◆ WHAT THE TASK REQUIRES
Please pull every line out of the data below and reproduce each one word for word, keeping the original order.
─── EXERCISE MATERIAL ───
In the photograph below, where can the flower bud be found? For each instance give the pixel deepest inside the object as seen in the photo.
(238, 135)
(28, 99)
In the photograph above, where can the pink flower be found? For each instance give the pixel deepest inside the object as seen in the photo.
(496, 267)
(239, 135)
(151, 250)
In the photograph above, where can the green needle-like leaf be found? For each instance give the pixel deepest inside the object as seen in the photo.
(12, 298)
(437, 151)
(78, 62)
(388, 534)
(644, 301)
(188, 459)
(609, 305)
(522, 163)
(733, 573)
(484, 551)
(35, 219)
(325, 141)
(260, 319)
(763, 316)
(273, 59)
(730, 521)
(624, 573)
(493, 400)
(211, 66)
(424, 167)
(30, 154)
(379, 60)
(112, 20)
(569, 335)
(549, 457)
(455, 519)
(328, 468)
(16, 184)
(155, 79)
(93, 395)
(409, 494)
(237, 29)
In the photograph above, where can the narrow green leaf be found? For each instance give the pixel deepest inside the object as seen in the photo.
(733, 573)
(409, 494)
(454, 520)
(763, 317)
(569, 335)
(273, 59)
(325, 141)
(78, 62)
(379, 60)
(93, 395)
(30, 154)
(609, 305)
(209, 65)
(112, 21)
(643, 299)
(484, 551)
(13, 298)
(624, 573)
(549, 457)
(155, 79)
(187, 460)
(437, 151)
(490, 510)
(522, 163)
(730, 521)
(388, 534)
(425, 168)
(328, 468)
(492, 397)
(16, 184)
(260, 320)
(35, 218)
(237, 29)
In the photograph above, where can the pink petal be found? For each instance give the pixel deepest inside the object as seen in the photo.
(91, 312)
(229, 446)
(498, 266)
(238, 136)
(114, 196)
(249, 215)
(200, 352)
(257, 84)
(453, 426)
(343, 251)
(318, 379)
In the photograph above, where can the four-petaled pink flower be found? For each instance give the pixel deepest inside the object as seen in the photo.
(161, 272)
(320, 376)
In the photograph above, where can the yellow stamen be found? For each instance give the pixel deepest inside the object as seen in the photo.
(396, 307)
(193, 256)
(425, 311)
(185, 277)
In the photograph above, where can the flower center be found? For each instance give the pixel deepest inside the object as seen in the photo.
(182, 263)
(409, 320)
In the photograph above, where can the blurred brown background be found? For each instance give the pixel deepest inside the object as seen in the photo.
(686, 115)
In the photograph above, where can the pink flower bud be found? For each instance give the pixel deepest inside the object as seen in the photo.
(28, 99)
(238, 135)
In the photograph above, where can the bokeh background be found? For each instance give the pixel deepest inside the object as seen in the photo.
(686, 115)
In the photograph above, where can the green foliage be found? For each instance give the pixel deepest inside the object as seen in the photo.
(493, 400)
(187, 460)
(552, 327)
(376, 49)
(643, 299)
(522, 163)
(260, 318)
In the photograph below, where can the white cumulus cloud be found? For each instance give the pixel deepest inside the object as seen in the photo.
───
◆ FULL SOLUTION
In the photograph below, where can the flower bud be found? For each instance give the pixel deepest inside the object as seen in the photo.
(238, 135)
(28, 99)
In the photograph above, where can the pink flower be found? For each instance give the pixel deepest inside the object as seen in the photo.
(496, 267)
(239, 135)
(151, 250)
In the photograph above, where can the green needle-like leaf be found? For each instance give the pixel deepest inside the object as seen in the photo.
(12, 298)
(437, 151)
(78, 62)
(388, 534)
(644, 301)
(188, 459)
(609, 305)
(522, 163)
(733, 573)
(484, 551)
(35, 219)
(325, 141)
(260, 319)
(763, 316)
(273, 59)
(730, 521)
(624, 573)
(493, 400)
(211, 66)
(424, 167)
(30, 154)
(379, 60)
(112, 20)
(569, 335)
(549, 457)
(455, 519)
(328, 468)
(16, 184)
(155, 79)
(93, 395)
(409, 494)
(237, 29)
In the photograph above, where can the narrow green leaf be found? For each instance give the pixel deepest inside the object as seen in the photo.
(733, 573)
(409, 494)
(454, 520)
(763, 317)
(569, 335)
(273, 59)
(325, 141)
(78, 62)
(379, 60)
(93, 395)
(30, 154)
(609, 305)
(209, 65)
(112, 21)
(643, 299)
(484, 551)
(13, 298)
(624, 573)
(549, 457)
(155, 79)
(187, 460)
(437, 151)
(490, 510)
(522, 163)
(730, 521)
(388, 534)
(425, 168)
(328, 468)
(492, 397)
(16, 184)
(260, 320)
(35, 218)
(237, 29)
In the photograph above, where can the pink petal be found? For each instance give the pixel deepest inside the object as seen in the photo.
(91, 312)
(229, 446)
(498, 266)
(238, 136)
(114, 196)
(249, 215)
(200, 352)
(257, 84)
(453, 426)
(343, 251)
(318, 379)
In the photograph above, where can the four-petaled pink flower be found? For each instance give the pixel deepest inside the object as seen in the photo.
(161, 272)
(320, 376)
In the photograph above, where can the yellow stamen be found? For each instance give the pixel deepest inside the object as seen in the photo.
(396, 307)
(193, 256)
(425, 311)
(185, 277)
In the photograph above, where can the flower center be found? For each instance give the pixel deepest inside the object as seen in the photo.
(182, 263)
(409, 320)
In the photograph above, where can the blurred brown background be found? For each instance give the pixel deepest inside the object as seen in the photo.
(686, 115)
In the photograph above, where can the pink flower bud be found? For each instance give the pixel deepest inside the object as seen in the photo.
(28, 99)
(238, 135)
In the photograph above, where can the bokeh background be found? For each instance give the pixel deepest inside the object as seen in the photo.
(686, 115)
In the photograph above, where can the green foliage be found? For each instance give the pixel deepest inside the object as seen in the photo.
(493, 400)
(187, 460)
(552, 327)
(376, 49)
(643, 299)
(522, 163)
(260, 318)
In the photograph below, where can the white cumulus cloud be found? For each instance give the pixel deepest inside the object as seen in the photo.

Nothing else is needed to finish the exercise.